** start of Supplied material **
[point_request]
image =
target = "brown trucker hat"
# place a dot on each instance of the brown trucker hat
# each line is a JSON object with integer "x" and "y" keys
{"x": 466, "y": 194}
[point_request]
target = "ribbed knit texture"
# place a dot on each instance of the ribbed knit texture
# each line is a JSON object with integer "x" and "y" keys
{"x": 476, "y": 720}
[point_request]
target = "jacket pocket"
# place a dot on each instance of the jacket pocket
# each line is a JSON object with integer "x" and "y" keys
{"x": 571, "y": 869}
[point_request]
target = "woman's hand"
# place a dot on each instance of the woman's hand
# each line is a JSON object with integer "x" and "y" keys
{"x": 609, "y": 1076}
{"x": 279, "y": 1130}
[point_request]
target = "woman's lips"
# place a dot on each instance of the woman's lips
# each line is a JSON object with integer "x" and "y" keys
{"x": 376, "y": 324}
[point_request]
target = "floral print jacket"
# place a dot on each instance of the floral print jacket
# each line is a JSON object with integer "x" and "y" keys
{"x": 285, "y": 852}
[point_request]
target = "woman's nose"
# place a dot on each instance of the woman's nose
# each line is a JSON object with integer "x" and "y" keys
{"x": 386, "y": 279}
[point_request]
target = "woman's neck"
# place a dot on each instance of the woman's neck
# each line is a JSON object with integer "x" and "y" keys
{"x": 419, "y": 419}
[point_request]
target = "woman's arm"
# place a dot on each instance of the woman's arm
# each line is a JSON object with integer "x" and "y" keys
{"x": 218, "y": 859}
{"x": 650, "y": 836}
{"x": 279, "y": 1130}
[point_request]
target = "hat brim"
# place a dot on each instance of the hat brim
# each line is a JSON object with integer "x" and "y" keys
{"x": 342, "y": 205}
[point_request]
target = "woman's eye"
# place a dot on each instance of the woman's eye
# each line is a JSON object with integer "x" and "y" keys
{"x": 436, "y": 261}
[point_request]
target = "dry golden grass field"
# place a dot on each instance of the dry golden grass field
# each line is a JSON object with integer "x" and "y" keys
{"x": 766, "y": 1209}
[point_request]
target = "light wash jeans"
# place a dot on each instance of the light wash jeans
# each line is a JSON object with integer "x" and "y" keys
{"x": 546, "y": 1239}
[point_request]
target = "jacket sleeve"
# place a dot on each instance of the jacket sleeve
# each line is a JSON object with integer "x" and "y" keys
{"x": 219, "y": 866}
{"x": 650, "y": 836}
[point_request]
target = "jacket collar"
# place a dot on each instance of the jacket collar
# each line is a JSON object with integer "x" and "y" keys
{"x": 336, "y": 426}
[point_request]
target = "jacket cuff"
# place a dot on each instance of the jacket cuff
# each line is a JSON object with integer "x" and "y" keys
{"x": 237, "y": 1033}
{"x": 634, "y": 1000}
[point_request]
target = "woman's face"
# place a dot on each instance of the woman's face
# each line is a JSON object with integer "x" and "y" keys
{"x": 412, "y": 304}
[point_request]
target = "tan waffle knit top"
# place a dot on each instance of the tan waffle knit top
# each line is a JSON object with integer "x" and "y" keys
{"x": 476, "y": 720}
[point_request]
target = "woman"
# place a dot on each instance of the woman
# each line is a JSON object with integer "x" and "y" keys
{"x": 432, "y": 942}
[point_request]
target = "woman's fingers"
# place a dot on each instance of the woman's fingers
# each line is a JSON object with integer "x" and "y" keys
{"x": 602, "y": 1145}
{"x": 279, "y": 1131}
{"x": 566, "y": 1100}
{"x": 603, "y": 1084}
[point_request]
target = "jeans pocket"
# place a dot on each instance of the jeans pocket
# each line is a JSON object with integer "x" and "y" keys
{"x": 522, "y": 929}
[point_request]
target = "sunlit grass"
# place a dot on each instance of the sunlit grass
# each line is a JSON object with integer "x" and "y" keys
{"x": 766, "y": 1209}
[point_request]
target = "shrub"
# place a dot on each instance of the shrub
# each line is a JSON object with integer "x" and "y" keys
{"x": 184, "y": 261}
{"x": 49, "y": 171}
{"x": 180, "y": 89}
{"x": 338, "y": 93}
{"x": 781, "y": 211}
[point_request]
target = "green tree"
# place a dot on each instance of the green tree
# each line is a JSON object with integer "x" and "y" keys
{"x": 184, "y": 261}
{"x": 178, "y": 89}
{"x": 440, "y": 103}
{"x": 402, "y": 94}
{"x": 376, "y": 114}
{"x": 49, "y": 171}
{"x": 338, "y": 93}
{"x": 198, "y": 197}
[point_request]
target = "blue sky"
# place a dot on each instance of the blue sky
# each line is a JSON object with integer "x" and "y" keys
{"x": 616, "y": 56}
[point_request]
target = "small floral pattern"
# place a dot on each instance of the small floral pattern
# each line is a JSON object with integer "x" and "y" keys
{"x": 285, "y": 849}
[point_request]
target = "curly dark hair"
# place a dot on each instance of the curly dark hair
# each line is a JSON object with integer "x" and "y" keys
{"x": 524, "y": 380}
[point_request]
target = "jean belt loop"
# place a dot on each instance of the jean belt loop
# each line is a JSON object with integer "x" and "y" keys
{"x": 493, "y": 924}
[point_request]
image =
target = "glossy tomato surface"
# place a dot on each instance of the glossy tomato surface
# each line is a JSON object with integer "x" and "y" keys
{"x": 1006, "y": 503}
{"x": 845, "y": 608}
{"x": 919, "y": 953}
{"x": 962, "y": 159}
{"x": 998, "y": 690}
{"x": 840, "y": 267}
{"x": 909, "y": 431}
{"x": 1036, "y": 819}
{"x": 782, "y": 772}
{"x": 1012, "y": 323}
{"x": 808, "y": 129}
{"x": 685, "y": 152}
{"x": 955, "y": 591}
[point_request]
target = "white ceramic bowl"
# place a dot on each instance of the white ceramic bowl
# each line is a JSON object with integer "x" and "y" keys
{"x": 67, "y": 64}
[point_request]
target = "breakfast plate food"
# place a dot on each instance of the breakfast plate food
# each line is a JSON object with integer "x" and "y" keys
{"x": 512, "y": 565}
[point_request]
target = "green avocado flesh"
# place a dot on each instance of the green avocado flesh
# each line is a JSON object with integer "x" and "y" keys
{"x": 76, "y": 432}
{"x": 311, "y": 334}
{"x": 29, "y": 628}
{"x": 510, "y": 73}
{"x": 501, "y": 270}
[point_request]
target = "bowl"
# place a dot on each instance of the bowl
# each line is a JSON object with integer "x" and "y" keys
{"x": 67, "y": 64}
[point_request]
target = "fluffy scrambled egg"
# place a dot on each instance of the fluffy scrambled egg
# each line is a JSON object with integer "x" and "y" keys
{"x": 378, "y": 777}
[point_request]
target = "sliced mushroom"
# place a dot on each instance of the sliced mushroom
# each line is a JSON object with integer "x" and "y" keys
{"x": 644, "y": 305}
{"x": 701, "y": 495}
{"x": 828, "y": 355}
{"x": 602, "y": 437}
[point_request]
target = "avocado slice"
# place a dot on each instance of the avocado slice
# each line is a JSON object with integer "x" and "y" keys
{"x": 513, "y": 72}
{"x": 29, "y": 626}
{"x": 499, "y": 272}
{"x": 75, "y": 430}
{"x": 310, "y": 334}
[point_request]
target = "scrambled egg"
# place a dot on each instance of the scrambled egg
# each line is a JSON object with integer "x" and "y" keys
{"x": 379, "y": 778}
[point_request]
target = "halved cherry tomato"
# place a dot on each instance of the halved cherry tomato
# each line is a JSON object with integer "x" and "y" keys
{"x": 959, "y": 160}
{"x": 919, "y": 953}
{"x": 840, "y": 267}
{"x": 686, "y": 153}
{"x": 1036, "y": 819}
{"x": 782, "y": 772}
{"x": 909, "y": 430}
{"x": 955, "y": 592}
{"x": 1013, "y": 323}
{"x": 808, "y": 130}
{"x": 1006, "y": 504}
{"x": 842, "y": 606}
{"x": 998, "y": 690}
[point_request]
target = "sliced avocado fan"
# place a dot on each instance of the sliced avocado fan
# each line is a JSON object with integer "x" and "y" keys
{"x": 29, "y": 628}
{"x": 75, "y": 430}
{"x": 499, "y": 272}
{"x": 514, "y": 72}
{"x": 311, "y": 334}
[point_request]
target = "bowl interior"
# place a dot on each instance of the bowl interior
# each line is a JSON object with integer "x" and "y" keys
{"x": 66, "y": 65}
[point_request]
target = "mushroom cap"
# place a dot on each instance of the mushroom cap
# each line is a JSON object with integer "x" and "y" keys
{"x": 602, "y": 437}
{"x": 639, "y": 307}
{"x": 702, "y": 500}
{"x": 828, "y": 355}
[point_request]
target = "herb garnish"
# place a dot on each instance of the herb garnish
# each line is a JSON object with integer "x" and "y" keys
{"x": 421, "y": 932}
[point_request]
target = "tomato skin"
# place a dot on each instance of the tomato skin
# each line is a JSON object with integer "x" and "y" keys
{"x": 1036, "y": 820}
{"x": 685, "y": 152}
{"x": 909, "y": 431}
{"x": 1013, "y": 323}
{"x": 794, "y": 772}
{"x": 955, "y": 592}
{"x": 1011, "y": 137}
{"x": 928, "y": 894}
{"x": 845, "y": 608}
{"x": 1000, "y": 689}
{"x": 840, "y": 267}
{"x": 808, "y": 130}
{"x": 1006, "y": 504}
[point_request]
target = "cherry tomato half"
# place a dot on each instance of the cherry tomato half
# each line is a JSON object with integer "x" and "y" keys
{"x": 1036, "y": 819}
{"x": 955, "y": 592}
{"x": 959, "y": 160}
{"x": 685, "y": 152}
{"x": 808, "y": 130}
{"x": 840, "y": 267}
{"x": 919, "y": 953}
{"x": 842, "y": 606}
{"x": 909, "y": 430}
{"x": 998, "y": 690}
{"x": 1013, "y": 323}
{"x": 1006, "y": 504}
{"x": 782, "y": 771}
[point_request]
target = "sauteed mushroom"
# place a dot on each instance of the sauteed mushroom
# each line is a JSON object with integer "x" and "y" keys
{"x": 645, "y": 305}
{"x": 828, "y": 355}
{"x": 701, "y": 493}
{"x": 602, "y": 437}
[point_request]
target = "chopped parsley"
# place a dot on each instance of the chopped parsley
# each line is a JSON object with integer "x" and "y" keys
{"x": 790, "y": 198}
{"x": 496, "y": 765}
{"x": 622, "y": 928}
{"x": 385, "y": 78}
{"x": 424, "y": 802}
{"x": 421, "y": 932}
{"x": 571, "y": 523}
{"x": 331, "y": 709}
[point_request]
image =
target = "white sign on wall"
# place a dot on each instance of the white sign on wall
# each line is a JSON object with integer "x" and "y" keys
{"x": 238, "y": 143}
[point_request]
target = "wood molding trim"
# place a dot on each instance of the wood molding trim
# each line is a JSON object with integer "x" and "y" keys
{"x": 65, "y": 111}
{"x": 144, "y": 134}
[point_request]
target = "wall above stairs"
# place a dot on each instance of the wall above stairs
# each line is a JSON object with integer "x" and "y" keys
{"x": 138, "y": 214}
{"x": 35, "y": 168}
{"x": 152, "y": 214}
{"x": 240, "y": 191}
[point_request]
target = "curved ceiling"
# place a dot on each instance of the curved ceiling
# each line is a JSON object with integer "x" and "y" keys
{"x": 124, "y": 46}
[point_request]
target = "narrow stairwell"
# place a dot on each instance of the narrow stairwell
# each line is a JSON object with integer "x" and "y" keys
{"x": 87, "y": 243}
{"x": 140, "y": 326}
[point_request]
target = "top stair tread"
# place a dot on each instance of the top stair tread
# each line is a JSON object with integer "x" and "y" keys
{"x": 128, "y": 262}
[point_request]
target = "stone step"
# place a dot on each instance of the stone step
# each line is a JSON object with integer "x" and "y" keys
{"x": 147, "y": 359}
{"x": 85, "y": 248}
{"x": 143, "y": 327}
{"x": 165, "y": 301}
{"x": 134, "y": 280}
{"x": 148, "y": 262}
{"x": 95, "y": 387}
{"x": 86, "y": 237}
** end of Supplied material **
■ Set exercise
Please pick out each line of the entries above that includes the word "step".

■ Output
target = "stone step"
# place a dot on each instance of the stone step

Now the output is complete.